##### Selected passage

Re: Multivariate MCV stats can leak data to unprivileged users

From
Dean Rasheed
Date:
On Sat, 18 May 2019 at 10:11, Dean Rasheed <dean.a.rasheed@gmail.com> wrote:
>
> On Fri, 17 May 2019 at 21:29, Andres Freund <andres@anarazel.de> wrote:
> >
> > On 2019-05-16 14:28:03 +0100, Dean Rasheed wrote:
> > > 5). Some columns from pg_statistic_ext have to be made visible for
> > > psql \d to work. Basically, it needs to be able to query for the
> > > existence of extended statistics, but it doesn't need to see the
> > > actual statistical data. Of course, we could change psql to use the
> > > view, but this way gives us better backwards compatibility with older
> > > clients.
> > >
> > > This is still going to break compatibility of any user code looking at
> > > stxndistinct or stxdependencies from pg_statistic_ext, but at least it
> > > doesn't break old versions of psql.
> >
> > Hm, it's not normally a goal to keep old psql working against new
> > postgres versions. And there's plenty other issues preventing a v11 psql
> > to work against 12. I'd not let this guide any design decisions.
> >
>
> Ah good point. In fact running "\d some_table" from v11's psql against
> a v12 database immediately falls over because of the removal of
> relhasoids from pg_class, so this isn't a valid reason for retaining
> access to any columns from pg_statistic_ext.

##########
##### Records provided

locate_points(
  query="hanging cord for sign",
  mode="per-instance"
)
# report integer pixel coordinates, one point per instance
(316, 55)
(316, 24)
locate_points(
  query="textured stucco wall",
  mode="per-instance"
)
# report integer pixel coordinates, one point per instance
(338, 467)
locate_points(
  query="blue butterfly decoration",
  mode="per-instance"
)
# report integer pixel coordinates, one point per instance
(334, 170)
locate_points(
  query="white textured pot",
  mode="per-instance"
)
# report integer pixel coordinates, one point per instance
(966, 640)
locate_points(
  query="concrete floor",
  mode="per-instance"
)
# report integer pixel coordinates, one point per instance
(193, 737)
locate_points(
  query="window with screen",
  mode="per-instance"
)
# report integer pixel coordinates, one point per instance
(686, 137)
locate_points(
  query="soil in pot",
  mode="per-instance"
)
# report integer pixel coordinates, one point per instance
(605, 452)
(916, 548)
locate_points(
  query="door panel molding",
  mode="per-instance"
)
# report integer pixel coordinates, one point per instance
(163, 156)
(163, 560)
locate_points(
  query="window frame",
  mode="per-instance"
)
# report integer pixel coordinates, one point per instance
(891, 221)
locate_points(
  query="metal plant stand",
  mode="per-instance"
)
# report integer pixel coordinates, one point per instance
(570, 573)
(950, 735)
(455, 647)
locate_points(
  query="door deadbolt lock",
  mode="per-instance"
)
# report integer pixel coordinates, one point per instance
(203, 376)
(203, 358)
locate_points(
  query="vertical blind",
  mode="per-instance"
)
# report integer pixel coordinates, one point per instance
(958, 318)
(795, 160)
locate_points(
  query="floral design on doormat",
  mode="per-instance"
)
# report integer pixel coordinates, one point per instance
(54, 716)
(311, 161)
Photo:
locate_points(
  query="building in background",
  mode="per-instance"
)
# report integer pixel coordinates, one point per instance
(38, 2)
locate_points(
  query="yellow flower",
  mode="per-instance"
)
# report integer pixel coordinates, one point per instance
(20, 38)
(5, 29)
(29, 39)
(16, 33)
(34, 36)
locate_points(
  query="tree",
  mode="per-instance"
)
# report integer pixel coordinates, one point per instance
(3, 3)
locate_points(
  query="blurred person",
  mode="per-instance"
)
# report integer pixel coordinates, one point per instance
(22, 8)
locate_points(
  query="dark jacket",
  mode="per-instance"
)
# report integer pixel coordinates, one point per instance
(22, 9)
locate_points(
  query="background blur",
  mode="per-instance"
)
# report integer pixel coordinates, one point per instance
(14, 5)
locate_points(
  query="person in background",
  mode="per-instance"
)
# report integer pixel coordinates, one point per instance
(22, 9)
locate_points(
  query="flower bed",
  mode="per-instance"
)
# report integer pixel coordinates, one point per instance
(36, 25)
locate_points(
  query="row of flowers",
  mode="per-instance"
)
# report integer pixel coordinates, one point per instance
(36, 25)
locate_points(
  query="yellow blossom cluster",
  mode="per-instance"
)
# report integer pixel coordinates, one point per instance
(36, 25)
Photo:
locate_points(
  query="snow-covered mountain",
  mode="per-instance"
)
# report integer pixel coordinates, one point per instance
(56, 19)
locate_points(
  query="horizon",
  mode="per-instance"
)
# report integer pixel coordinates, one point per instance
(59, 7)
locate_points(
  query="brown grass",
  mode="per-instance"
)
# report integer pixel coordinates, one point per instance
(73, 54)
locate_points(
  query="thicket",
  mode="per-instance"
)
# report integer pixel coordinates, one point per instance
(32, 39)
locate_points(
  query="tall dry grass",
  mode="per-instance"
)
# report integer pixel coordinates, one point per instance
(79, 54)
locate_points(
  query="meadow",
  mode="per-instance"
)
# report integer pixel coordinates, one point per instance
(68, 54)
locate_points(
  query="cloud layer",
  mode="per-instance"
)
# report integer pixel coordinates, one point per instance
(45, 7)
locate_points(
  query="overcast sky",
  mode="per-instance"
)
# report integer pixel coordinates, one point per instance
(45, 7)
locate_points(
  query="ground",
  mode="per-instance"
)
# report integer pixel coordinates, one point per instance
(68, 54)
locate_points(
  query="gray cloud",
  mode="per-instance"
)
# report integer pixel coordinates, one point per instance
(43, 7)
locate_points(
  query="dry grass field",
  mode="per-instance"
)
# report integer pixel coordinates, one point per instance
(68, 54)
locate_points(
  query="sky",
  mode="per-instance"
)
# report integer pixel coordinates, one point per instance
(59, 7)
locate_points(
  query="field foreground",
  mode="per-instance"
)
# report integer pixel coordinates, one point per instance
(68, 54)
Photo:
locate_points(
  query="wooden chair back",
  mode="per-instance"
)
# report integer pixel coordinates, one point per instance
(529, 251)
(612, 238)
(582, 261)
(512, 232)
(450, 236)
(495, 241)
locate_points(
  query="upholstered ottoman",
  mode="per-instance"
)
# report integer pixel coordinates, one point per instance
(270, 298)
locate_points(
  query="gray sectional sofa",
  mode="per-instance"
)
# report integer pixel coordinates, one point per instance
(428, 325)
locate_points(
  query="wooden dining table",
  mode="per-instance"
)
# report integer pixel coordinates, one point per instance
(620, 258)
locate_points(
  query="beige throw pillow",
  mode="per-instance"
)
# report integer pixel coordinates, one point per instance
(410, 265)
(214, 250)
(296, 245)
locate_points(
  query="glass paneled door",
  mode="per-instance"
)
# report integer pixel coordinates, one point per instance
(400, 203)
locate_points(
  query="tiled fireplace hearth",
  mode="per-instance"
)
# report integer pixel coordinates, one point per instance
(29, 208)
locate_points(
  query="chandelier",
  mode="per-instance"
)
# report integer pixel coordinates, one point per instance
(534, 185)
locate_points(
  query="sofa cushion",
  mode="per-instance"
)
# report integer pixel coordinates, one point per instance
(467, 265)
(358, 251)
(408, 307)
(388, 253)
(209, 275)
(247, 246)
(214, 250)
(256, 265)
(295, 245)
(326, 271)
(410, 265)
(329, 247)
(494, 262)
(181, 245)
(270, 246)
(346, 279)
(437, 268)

##########

* [Short problem]: Sum up the reply about multivariate MCV stats in three sentences.

* [Answer to the task]: Dean Rasheed suggested keeping some pg_statistic_ext columns visible so psql \d could check whether extended statistics exist, which would keep older clients working even though user code reading stxndistinct or stxdependencies would still break. Andres Freund answered that keeping old psql working against new Postgres versions is not normally a goal, since plenty of other issues already stop a v11 psql from working against 12. Dean Rasheed agreed, noting that running "\d some_table" from v11's psql against a v12 database fails right away because relhasoids was removed from pg_class, so this is not a valid reason to keep access to any pg_statistic_ext columns.